EXERCISE PROMPT: Across the entries below, count the lines in which the word "building" occurs. Reply with the count alone.

[Spatial localization data]
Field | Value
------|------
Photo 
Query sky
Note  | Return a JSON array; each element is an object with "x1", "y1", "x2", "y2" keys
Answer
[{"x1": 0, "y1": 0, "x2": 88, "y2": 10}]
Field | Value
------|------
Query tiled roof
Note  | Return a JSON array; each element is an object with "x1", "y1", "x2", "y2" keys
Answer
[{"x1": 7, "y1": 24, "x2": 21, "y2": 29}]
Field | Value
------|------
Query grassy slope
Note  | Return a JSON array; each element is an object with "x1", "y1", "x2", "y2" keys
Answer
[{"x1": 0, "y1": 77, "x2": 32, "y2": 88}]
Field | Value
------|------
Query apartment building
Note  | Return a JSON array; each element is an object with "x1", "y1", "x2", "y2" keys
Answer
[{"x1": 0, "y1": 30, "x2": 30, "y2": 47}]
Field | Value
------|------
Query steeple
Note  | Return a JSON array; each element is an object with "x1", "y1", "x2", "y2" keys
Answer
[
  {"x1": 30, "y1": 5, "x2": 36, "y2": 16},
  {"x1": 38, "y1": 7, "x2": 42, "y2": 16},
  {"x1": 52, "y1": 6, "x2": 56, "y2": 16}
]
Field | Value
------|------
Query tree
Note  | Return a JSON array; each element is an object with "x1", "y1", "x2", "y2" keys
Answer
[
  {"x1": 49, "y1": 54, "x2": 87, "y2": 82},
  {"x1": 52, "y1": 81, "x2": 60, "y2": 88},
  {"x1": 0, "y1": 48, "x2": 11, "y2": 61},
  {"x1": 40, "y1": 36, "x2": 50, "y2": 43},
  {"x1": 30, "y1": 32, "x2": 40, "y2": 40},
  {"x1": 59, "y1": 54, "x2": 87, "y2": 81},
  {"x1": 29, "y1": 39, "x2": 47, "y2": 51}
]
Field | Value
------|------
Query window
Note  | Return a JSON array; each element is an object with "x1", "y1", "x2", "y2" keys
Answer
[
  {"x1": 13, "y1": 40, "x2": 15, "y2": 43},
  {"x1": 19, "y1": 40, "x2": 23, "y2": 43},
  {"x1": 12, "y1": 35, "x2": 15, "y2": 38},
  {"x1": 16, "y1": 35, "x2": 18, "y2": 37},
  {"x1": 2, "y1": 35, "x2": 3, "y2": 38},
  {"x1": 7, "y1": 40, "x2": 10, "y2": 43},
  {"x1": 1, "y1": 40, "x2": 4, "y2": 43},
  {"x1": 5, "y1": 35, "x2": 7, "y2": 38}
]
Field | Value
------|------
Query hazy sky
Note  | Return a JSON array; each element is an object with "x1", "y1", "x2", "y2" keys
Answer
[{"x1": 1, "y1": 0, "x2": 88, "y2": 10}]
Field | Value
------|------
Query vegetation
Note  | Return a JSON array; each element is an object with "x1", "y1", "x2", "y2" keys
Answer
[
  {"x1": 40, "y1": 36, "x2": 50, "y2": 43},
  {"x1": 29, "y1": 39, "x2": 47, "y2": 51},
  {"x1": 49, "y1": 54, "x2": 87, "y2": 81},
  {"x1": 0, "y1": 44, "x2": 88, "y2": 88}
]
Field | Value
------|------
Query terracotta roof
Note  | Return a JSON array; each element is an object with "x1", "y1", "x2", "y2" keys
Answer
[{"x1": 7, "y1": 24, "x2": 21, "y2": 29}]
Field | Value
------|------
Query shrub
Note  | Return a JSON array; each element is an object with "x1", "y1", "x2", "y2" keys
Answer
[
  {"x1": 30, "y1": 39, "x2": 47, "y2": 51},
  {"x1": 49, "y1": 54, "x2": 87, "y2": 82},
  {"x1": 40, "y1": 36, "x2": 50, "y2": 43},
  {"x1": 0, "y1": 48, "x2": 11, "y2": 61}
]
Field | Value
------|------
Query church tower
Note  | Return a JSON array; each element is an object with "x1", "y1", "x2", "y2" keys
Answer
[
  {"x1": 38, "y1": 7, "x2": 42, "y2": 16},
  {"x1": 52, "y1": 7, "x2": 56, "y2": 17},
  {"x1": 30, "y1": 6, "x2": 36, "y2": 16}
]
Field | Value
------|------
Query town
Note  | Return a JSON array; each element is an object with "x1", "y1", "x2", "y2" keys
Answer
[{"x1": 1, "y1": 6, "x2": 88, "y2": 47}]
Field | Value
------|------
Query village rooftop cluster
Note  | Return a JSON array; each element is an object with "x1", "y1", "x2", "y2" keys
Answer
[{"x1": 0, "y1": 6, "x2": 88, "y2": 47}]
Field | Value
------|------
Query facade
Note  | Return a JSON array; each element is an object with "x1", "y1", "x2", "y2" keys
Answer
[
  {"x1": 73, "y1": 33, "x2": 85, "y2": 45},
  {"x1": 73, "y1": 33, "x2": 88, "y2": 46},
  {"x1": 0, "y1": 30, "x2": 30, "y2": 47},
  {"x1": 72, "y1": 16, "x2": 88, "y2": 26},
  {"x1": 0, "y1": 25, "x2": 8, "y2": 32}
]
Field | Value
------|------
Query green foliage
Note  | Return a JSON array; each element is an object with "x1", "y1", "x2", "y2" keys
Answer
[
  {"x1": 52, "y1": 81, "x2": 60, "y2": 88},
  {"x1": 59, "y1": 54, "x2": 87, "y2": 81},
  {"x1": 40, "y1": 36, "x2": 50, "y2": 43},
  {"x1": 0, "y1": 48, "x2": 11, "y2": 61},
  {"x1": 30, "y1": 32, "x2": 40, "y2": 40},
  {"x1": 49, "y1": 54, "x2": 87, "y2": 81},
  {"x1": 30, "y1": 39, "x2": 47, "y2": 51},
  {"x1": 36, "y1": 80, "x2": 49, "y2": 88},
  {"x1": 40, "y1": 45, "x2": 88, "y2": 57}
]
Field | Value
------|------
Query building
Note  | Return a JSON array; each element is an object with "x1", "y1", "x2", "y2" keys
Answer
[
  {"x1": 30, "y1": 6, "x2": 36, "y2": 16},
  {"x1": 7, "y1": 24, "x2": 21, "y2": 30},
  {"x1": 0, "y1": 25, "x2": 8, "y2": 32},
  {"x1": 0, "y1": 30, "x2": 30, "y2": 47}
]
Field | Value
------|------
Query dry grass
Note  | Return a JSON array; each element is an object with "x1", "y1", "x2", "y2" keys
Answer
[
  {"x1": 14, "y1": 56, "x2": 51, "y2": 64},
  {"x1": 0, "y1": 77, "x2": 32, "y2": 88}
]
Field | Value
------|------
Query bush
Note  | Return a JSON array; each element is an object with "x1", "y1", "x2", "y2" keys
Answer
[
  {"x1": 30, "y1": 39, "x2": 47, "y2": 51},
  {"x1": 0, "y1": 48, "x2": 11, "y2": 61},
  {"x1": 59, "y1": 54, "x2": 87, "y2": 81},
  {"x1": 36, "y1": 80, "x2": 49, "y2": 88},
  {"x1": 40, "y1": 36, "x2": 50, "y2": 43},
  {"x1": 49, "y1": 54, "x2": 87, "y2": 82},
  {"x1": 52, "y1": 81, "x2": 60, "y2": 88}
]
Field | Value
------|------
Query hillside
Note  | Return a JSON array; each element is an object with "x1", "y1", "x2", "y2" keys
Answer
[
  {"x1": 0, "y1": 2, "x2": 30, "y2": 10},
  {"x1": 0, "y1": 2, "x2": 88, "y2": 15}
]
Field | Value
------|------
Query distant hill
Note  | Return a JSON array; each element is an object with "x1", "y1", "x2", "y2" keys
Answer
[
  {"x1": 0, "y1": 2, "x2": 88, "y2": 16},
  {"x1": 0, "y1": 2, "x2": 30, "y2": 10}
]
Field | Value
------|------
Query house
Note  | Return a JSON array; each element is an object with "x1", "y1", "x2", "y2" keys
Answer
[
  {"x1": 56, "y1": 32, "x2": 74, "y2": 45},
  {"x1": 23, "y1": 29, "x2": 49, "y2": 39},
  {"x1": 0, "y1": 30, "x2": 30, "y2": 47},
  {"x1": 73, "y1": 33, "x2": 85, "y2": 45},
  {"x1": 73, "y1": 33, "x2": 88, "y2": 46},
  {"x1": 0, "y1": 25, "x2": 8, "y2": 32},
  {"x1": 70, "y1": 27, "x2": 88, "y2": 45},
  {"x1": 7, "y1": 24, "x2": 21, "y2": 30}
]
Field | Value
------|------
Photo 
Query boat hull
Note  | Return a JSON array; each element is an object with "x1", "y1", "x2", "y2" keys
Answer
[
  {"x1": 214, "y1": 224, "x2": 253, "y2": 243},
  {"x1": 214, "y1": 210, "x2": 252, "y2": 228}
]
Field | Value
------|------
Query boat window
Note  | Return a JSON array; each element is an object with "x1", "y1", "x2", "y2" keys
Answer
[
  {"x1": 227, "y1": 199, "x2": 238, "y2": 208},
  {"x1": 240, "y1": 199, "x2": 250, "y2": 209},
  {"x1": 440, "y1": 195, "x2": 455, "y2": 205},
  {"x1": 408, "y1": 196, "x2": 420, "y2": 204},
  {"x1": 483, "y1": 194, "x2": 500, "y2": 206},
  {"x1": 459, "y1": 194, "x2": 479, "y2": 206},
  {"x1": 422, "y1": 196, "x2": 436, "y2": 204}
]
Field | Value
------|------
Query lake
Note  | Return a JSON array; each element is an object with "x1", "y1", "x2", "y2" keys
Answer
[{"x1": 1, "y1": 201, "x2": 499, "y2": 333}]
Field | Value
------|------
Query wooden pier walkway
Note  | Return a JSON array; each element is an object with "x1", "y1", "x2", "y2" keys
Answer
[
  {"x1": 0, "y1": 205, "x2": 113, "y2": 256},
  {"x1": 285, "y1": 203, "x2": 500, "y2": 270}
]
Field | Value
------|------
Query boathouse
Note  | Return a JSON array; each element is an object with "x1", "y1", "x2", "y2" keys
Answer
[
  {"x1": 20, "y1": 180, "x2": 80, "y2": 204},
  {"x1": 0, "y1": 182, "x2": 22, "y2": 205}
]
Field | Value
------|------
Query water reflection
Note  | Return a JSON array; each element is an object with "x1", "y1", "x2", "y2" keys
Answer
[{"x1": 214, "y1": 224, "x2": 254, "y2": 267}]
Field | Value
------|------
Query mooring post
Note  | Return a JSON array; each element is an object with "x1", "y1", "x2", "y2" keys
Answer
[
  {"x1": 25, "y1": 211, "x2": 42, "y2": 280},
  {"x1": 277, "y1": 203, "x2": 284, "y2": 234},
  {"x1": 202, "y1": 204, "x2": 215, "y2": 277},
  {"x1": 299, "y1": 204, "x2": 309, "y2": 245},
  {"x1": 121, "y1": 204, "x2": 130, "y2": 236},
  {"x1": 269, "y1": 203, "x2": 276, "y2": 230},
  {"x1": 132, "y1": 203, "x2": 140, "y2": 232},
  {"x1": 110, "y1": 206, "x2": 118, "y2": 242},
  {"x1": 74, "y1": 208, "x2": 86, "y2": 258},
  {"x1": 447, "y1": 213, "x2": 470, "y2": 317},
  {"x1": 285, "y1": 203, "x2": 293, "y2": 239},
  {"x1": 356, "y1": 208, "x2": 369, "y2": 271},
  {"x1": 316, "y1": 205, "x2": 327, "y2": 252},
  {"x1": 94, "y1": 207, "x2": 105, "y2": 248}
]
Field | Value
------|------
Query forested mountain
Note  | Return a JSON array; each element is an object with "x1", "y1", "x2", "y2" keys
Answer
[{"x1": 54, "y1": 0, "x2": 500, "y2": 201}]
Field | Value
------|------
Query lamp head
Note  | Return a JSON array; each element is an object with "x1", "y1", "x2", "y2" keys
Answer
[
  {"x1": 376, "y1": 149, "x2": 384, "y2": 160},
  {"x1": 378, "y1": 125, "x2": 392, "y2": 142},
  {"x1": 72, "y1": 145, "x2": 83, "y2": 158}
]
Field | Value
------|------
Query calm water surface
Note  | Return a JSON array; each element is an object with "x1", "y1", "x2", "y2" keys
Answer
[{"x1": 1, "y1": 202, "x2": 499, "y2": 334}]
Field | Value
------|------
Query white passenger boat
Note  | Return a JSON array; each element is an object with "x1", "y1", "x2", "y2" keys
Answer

SOLUTION TO THE EXERCISE: 2